# Set problem
Rescale the material from its start up to and including the line containing "676], [307, 671]]]": repeat every line, requests unchanged, but multiply each polygon vertex coordinate in the answers by 1.35 and round to whole numbers, halves up. Leave out the picture.
"""
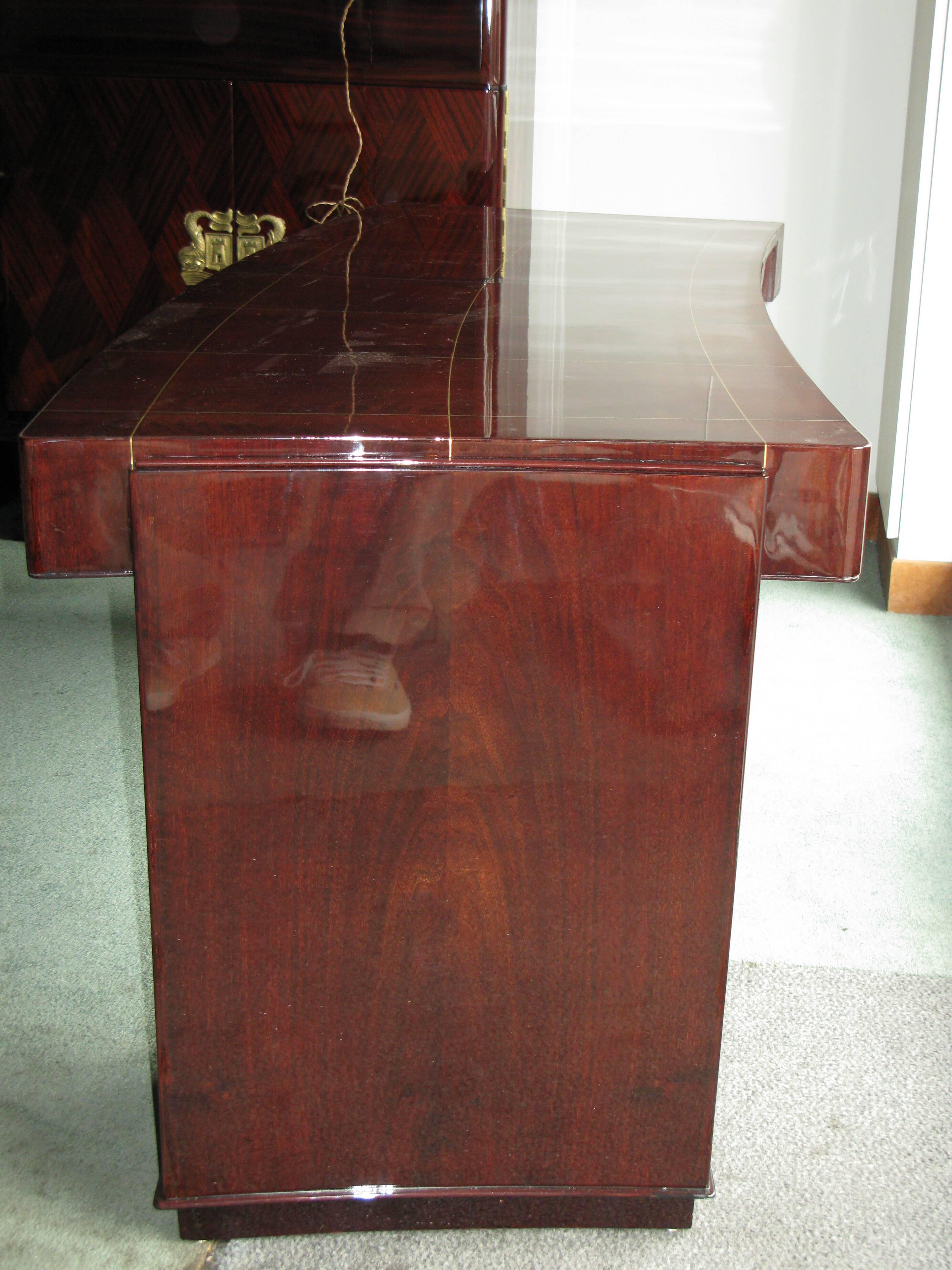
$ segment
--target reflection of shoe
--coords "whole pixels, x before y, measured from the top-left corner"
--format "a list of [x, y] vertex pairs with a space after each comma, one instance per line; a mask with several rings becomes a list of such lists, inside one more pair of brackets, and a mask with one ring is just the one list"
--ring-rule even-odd
[[[388, 654], [363, 649], [311, 653], [301, 710], [333, 728], [401, 732], [410, 723], [410, 698]], [[311, 672], [308, 676], [307, 671]]]
[[211, 671], [221, 662], [221, 640], [173, 639], [160, 644], [154, 659], [146, 662], [146, 710], [165, 710], [189, 679]]

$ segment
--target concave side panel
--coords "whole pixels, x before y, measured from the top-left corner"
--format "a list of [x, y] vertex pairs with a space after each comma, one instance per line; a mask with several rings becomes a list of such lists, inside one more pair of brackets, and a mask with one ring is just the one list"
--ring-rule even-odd
[[703, 1187], [763, 478], [131, 480], [165, 1199]]

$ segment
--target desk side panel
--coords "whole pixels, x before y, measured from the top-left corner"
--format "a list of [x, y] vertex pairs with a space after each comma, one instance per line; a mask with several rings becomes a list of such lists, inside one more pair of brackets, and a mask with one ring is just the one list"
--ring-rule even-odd
[[20, 472], [34, 578], [132, 573], [128, 437], [24, 436]]
[[869, 447], [772, 444], [767, 467], [764, 578], [858, 578]]
[[165, 1204], [707, 1185], [764, 485], [136, 469]]

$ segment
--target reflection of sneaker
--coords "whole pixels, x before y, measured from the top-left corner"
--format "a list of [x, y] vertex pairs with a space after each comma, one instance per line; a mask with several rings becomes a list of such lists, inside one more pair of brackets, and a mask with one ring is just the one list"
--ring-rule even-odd
[[305, 714], [333, 728], [367, 732], [401, 732], [410, 723], [410, 698], [387, 653], [311, 653], [305, 665], [298, 681], [308, 679], [301, 695]]
[[165, 710], [189, 679], [211, 671], [221, 662], [221, 640], [173, 639], [159, 644], [154, 659], [146, 662], [146, 710]]

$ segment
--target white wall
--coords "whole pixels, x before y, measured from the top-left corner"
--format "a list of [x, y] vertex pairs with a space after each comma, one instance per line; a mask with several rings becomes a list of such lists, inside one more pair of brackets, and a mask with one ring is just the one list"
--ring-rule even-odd
[[[923, 146], [927, 163], [918, 216], [924, 230], [923, 257], [918, 262], [919, 287], [913, 287], [919, 304], [910, 305], [911, 338], [906, 339], [904, 366], [909, 418], [905, 453], [896, 456], [900, 461], [890, 507], [890, 521], [899, 522], [897, 555], [906, 560], [952, 560], [952, 51], [946, 5], [935, 9], [934, 47], [944, 44], [944, 58], [933, 61], [937, 121], [929, 140], [934, 149]], [[900, 429], [900, 443], [902, 439]]]
[[914, 18], [915, 0], [541, 0], [537, 17], [533, 207], [784, 221], [770, 315], [873, 446]]

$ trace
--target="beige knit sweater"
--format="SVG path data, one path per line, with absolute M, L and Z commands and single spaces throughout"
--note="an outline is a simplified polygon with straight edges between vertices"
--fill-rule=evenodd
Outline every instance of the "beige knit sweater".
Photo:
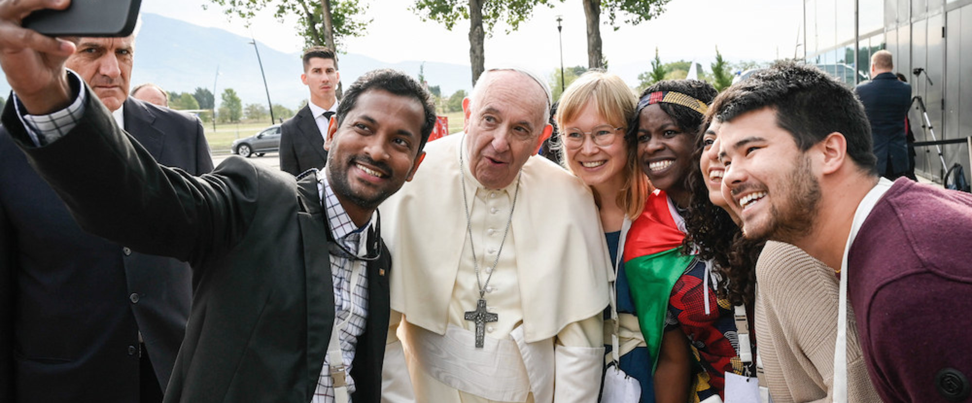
"""
# Reply
$ segment
--target reflection of shoe
--coords "whole pixels, x before y, measured from the top-left corner"
--format "a list of [x, y] vertex pairs with a space after each comma, one instance per line; a mask with several rings becomes a list of such lists, inside one more pair of brackets, and a mask with one ring is just the one list"
--ring-rule even-odd
[[[524, 883], [490, 876], [420, 882], [406, 959], [450, 983], [541, 988], [554, 976], [554, 942]], [[420, 907], [416, 913], [414, 906]]]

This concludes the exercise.